== CHECK YOUR UNDERSTANDING ==
a: According to the Levin College of Law passage, how much did the renovation of Holland Hall cost?
b: List every work by Jim Cole that the Levin College of Law passage names.
c: Continue the Levin College of Law passage from its last sentence.

== PASSAGE ==
□ □ □
In 2024, the law school gave an award to a student paper arguing that "We the People" in the US Constitution protects only white people, calling for the removal of voting rights for non-white people, and contending that white people "cannot be expected to meekly swallow this demographic assault on their sovereignty." The author of the paper has publicly called for Jews to be "abolished by any means necessary." The law school's interim dean, Merritt McAlister, defended the decision to honor the student with the award. Later, the student acknowledged that his own grandfather and great-grandparents were Jewish, but claimed the identities of his ancestors were irrelevant to his thinking. Although he remains enrolled, he has since received a trespass order preventing him from setting foot on campus.

== Campus ==

The architectural style of Bruton-Geer Hall, completed in 1984, is best classified as brutalism; concrete features prominently in its design. The renovation of Holland Hall was completed in 2005 at the cost of $25 million and features brick and concrete.

The grounds of the College of Law contain several pieces of artwork. The newest additions are three metal sculptures by Jim Cole of the Rhode Island School of Design representing the three branches of government: The Legislative and The Executive (installed 2005) and The Judiciary (installed 2006). These sculptures also function as benches. The lobby of the law school library contains a sculpture made by Cole in the form of a chair entitled The Lobbyist.

Also contained on the grounds of the college are a series of large, intertwined metal rings, which have the appearance of being partially underground. They are known as "the Cheerios".

== Academics ==
The Levin College of Law offers a three-year, full-time program leading to a Juris Doctor (J.D.) degree. It also offers advanced law degrees, including Master of Laws (LL.M.) degree programs in taxation and international taxation, in addition to a Doctor of Juridical Science (S.J.D.) in taxation.

===Rankings===
According to the 2025 U.S. News & World Report law school rankings, the Levin College of Law was tied for 38th. It had been tied for 28th overall among American law schools in 2024, and 11th among public law schools. It places third in Tax Law among all law schools and first among public law schools, tied for No.85 in Clinical Training, tied for No.68 in Intellectual Property Law, and tied for No.66 in Legal Writing. The U.S. News & World Report ranks the Levin College of Law as the best law school in the state of Florida.
□ □ □
== MATERIAL PROVIDED ==
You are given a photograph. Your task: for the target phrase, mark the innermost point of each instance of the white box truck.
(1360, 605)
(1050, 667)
□ □ □
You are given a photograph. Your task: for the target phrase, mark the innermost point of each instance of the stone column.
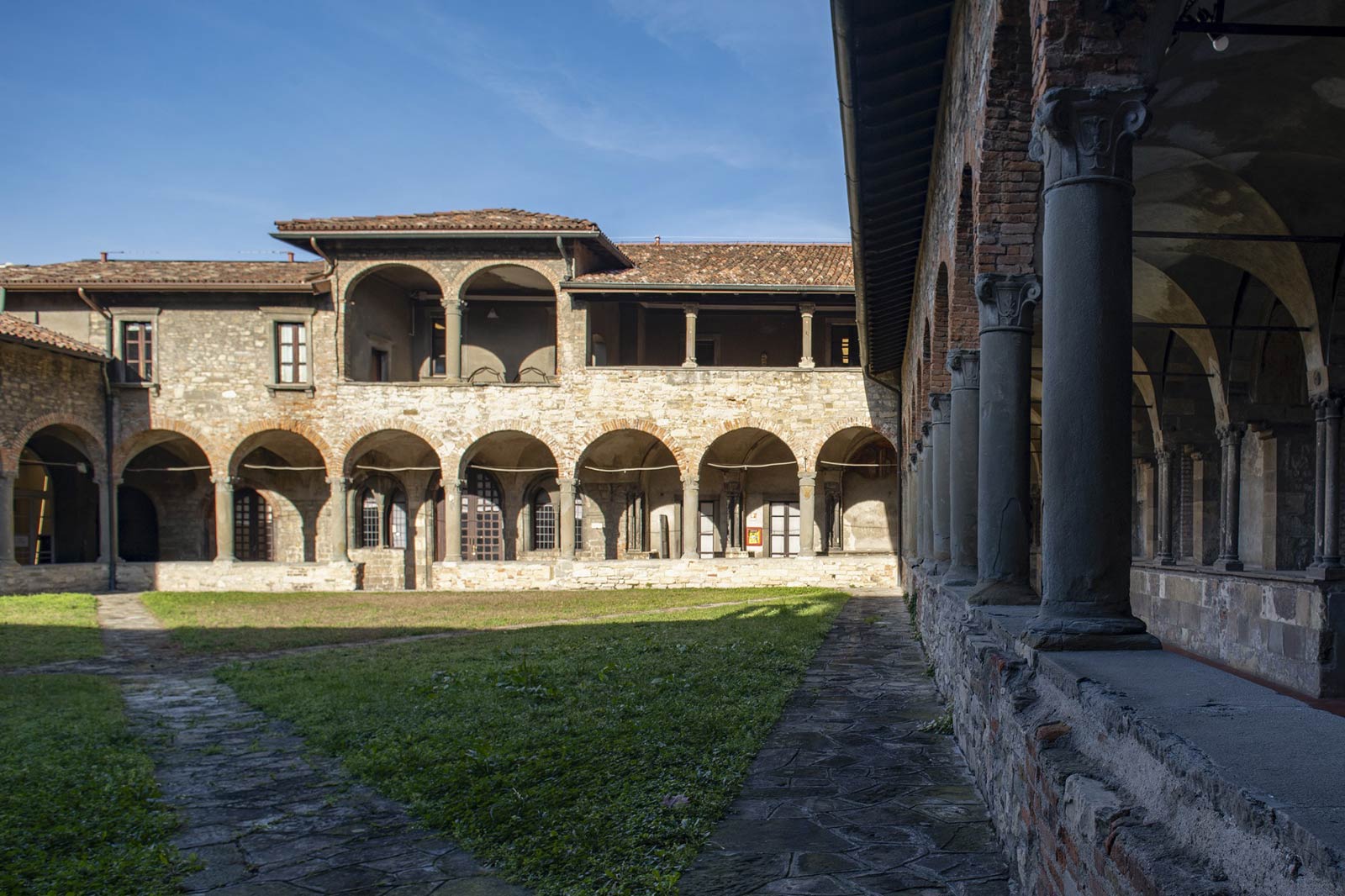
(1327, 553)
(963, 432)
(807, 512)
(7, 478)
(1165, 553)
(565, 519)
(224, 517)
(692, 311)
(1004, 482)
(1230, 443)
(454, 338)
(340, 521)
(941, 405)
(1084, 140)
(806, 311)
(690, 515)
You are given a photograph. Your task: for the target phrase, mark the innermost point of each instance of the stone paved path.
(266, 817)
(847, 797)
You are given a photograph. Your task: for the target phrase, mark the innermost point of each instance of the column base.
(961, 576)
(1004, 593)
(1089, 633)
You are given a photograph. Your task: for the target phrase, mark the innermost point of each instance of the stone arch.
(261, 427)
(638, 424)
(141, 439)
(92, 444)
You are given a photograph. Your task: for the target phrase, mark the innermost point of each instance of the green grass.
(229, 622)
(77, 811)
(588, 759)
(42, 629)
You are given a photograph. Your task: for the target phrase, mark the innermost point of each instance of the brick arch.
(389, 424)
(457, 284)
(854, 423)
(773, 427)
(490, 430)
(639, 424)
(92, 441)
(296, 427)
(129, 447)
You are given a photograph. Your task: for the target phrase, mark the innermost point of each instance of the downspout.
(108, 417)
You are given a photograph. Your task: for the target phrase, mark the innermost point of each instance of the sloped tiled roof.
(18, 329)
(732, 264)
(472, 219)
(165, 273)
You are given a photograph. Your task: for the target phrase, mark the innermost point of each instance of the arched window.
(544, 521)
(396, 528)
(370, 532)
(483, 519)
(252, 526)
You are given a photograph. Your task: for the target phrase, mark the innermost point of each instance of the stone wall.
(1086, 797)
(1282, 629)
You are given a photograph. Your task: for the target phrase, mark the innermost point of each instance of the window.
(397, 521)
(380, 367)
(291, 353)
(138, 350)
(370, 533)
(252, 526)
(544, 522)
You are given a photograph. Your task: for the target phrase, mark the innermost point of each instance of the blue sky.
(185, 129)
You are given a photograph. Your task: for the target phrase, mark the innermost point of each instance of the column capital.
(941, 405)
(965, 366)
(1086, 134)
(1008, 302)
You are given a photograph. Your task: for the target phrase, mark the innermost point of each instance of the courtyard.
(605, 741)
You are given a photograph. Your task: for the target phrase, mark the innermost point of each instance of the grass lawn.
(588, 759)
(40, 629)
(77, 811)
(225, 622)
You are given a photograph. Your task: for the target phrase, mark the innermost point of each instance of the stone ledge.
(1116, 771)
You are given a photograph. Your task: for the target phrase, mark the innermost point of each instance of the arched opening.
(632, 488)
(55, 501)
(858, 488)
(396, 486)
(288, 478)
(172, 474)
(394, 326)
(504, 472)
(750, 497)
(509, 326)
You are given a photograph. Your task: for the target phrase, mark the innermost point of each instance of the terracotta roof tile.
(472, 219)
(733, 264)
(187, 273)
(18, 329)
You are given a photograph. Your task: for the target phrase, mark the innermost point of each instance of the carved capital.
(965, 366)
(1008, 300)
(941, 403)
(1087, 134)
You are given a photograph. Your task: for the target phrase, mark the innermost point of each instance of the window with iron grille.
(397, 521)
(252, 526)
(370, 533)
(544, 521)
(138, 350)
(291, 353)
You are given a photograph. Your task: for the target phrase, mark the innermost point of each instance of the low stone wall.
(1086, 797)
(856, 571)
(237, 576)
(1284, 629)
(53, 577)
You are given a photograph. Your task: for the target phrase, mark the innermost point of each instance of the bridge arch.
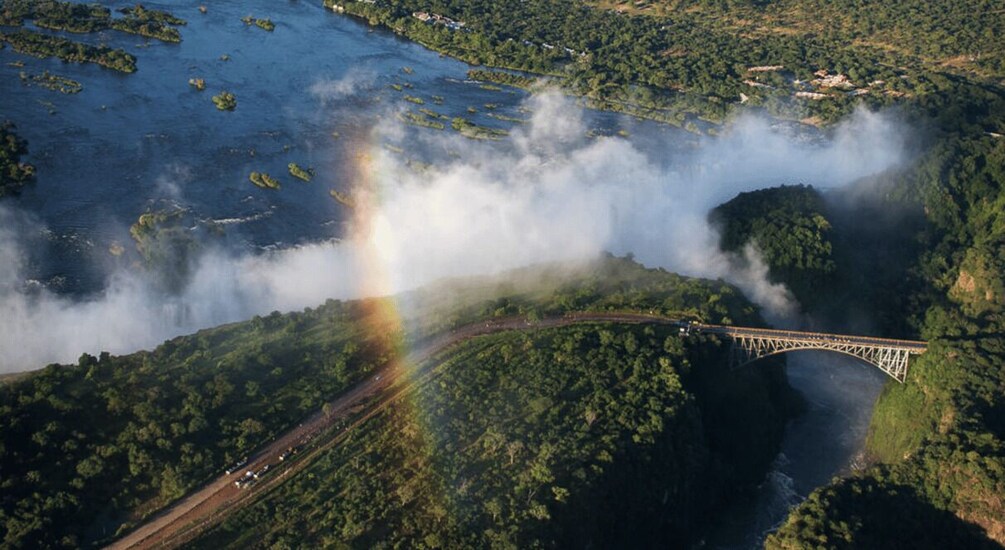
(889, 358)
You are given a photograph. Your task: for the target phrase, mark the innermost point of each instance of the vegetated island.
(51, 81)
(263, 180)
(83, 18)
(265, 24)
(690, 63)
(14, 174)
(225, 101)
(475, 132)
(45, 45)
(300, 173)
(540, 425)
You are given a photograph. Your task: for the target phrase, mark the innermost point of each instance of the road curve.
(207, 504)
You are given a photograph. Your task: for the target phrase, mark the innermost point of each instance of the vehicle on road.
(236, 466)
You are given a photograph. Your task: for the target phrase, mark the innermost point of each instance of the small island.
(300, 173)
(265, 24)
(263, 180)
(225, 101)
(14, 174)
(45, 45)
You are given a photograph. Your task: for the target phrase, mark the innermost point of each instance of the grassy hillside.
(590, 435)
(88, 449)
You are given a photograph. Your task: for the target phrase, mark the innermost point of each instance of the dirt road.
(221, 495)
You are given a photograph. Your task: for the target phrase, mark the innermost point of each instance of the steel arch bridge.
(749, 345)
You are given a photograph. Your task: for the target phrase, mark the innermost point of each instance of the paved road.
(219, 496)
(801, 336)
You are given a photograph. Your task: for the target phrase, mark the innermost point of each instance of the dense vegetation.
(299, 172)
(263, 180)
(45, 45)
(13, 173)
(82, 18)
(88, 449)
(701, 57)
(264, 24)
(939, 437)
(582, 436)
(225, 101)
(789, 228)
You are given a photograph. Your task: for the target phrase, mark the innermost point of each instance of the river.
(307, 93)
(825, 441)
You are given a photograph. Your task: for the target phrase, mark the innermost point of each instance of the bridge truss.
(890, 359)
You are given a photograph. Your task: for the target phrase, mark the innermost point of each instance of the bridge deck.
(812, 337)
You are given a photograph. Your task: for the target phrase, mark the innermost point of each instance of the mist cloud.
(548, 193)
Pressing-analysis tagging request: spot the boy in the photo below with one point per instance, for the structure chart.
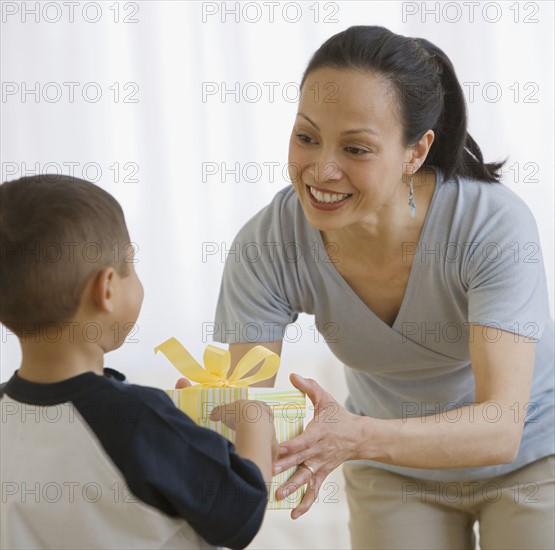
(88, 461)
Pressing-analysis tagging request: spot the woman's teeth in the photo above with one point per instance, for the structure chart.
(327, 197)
□ □ □
== ANSWERS GIVEN ==
a: $25 million

b: The Legislative, The Executive, The Judiciary, The Lobbyist

c:
===Admissions===
For the class entering in 2022, the school accepted 681 (16.94%) of applicants, with 189 of those accepted enrolling, a 27.75% yield rate. Seven students were not included in the acceptance statistics. The class consists of 196 students. Of scores reported, the median LSAT score was 169 and the median undergraduate GPA was 3.90. Its 25th/75th percentile LSAT scores and GPA were 162/170 and 3.52/3.97. Eight students were not included in the LSAT calculation and seven not included in the GPA calculation. 33% of the incoming class are racially or ethnically diverse students, and 45% are women. The college currently only offers admission for the fall semester.

In 2026, the acceptance rate for the Class of 2029 had decreased to 13.5%. The class of 200 students had a median LSAT score of 180, with a 25th-75th percentile range from 167-171. The median GPA was 3.97, with a 25th-75th percentile range of 3.78-4.00. 30% of students came from out of state, representing 26 states and D.C. and 84 undergraduate institutions.

===Coursework and programs===
Required first-year courses are torts, criminal law, contracts, legal research and writing, constitutional law, civil procedure, property, introduction to lawyering, and appellate advocacy. Students are also required to take legal drafting and are recommended to take courses in evidence, estates and trusts, corporations, and trial practice.

Students can choose to pursue their J.D. in conjunction with another graduate degree, including a master's degree, Doctor of Philosophy (Ph.D.), or Doctor of Medicine (M.D.) in one of the university's dual-degree programs. Students can also complete specific requirements in addition to those required for the J.D. and earn a certificate indicating specialization in estate planning and trusts, family law, criminal law, intellectual property law, environmental and land use law, or U.S. law.

The College offers nine-month programs leading to the LL.M. degree in taxation or international taxation. The LL.M. in international taxation is open to graduates of both U.S. and foreign law schools. The College of Law also offers an S.J.D in taxation.

===Centers===
The Levin College of Law hosts five university-wide academic centers. In 1988, Law School professors Sharon Rush and Kenneth Nunn founded the Center for the Study of Race and Race Relations. Staff directors and professors from across the university advise the center and collaborate with law professors to research the intersection of race and the law. The Levin College of Law also hosts the Center for Government Responsibility, the state's oldest legal and public policy research institute. Former dean and emeritus professor Jon Mills founded the center in 1972 to study Richard Nixon's cut in funding to public housing and civil rights programs. The Levin College of Law also hosts centers on Children and Families, Estate Planning, and a Race and Crime Center for Justice.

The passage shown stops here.